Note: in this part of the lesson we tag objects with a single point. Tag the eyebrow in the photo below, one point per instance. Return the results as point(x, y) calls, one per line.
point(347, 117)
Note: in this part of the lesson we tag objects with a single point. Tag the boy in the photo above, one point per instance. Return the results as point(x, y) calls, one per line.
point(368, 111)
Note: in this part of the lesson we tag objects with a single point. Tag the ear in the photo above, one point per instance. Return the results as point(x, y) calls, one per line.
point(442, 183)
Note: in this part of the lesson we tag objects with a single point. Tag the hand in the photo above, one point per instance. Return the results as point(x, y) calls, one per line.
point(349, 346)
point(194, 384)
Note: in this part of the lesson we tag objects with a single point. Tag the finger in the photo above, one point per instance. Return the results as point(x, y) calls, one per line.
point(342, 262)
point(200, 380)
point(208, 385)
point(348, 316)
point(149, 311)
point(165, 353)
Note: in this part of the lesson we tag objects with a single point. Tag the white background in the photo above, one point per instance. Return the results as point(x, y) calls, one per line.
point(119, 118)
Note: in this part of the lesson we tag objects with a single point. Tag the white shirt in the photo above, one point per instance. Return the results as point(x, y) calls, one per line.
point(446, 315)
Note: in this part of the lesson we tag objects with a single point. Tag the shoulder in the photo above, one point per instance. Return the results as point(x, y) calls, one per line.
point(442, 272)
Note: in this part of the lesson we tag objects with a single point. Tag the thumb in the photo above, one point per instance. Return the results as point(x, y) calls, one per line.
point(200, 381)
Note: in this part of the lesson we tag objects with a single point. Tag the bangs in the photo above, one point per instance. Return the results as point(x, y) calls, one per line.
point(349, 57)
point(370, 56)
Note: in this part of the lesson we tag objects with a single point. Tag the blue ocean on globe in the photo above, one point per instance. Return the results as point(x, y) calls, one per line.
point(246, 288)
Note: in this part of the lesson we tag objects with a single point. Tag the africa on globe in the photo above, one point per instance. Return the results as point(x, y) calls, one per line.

------------------------

- [TASK]:
The answer must contain only the lines from the one with "Tag the bangs" to the end of the entries above, each written out exactly.

- [RESULT OF THIS EXERCISE]:
Note: in this part of the lesson we tag objects with a single point. Tag the bangs in the photo above, one point per instance. Return the results as point(x, y) calls, one per line.
point(349, 57)
point(370, 56)
Note: in this part of the lesson we tag objects with a single point. Tag the blue ocean on globe in the photo above, one point per instance. Return the results as point(x, y) calls, one per line.
point(246, 288)
Note: in this part of the lesson we tag objects with a single point. Tag the africa on globe in the photo above, one point per instance. Return the results as point(x, y) calls, one per line.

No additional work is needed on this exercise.